From the first entry to the last, repeat the listing exactly.

((

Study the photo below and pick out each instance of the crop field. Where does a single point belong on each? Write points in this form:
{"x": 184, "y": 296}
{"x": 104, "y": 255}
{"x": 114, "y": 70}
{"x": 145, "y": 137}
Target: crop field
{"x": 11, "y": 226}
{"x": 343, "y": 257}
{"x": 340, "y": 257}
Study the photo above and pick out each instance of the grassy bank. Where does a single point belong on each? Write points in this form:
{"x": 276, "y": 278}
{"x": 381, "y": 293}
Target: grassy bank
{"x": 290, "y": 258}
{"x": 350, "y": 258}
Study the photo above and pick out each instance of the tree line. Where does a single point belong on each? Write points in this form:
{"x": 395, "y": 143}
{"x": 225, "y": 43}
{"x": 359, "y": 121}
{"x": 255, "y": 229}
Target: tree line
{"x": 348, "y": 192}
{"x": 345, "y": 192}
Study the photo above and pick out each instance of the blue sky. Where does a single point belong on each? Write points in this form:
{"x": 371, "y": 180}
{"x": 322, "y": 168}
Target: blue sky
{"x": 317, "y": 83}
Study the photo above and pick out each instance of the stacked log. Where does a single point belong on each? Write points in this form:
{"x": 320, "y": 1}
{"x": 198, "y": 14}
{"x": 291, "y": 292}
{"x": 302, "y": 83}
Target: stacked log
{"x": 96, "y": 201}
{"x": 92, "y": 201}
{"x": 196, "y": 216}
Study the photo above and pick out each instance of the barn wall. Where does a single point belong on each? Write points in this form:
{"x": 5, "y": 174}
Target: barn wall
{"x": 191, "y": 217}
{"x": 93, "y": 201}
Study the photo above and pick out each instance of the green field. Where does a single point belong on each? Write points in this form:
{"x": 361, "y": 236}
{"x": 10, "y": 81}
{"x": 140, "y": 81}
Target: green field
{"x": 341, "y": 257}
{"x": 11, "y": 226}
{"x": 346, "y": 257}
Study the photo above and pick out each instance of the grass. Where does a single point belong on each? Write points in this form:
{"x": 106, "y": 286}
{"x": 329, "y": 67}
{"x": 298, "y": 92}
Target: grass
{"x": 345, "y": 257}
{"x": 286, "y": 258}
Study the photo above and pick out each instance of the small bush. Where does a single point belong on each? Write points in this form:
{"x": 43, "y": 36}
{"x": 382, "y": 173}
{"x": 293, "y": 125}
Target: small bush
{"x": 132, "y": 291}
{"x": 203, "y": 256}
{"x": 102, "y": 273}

))

- **Task result**:
Study the photo below and pick out each instance of the crop field. Where does a single point belong on each? Write points in this form:
{"x": 184, "y": 296}
{"x": 104, "y": 255}
{"x": 114, "y": 70}
{"x": 145, "y": 137}
Target: crop field
{"x": 11, "y": 226}
{"x": 343, "y": 257}
{"x": 340, "y": 257}
Study the photo above and pick out each instance of the grassy bank. Where does a single point belong on each? Write points in this form:
{"x": 276, "y": 278}
{"x": 381, "y": 293}
Target: grassy bank
{"x": 290, "y": 258}
{"x": 350, "y": 258}
Study the photo above and pick out each instance of the tree line. Where does a single point belong on each? Write points in this form:
{"x": 395, "y": 143}
{"x": 225, "y": 43}
{"x": 359, "y": 121}
{"x": 255, "y": 229}
Target: tree line
{"x": 348, "y": 192}
{"x": 345, "y": 192}
Study the photo above and pick out each instance of the blue sky. Where does a single point belong on each? Write points in this form:
{"x": 371, "y": 180}
{"x": 322, "y": 168}
Target: blue sky
{"x": 317, "y": 83}
Study the photo above and pick out each instance of the stacked log. Where does a single point belong on each? Write points in this form:
{"x": 320, "y": 1}
{"x": 198, "y": 14}
{"x": 291, "y": 292}
{"x": 302, "y": 83}
Target: stacked log
{"x": 96, "y": 201}
{"x": 92, "y": 201}
{"x": 196, "y": 216}
Study the photo above and pick out each instance of the barn wall. Where does a single point belong on each? Write points in this form:
{"x": 5, "y": 174}
Target: barn wall
{"x": 191, "y": 217}
{"x": 93, "y": 201}
Study the photo above and pick out each instance of the green field. Where does a single point belong on each? Write points in this form:
{"x": 361, "y": 236}
{"x": 10, "y": 81}
{"x": 140, "y": 81}
Target: green field
{"x": 341, "y": 257}
{"x": 11, "y": 226}
{"x": 346, "y": 257}
Study the photo above and pick out each instance of the grass. Where does a single point belong on each? Write points in this form:
{"x": 106, "y": 286}
{"x": 329, "y": 67}
{"x": 298, "y": 92}
Target: grass
{"x": 345, "y": 257}
{"x": 286, "y": 258}
Study the photo above and pick out each instance of the small bush. Where does a single point belong on each? Write points in this form:
{"x": 43, "y": 36}
{"x": 382, "y": 173}
{"x": 293, "y": 125}
Target: small bush
{"x": 132, "y": 291}
{"x": 203, "y": 256}
{"x": 102, "y": 273}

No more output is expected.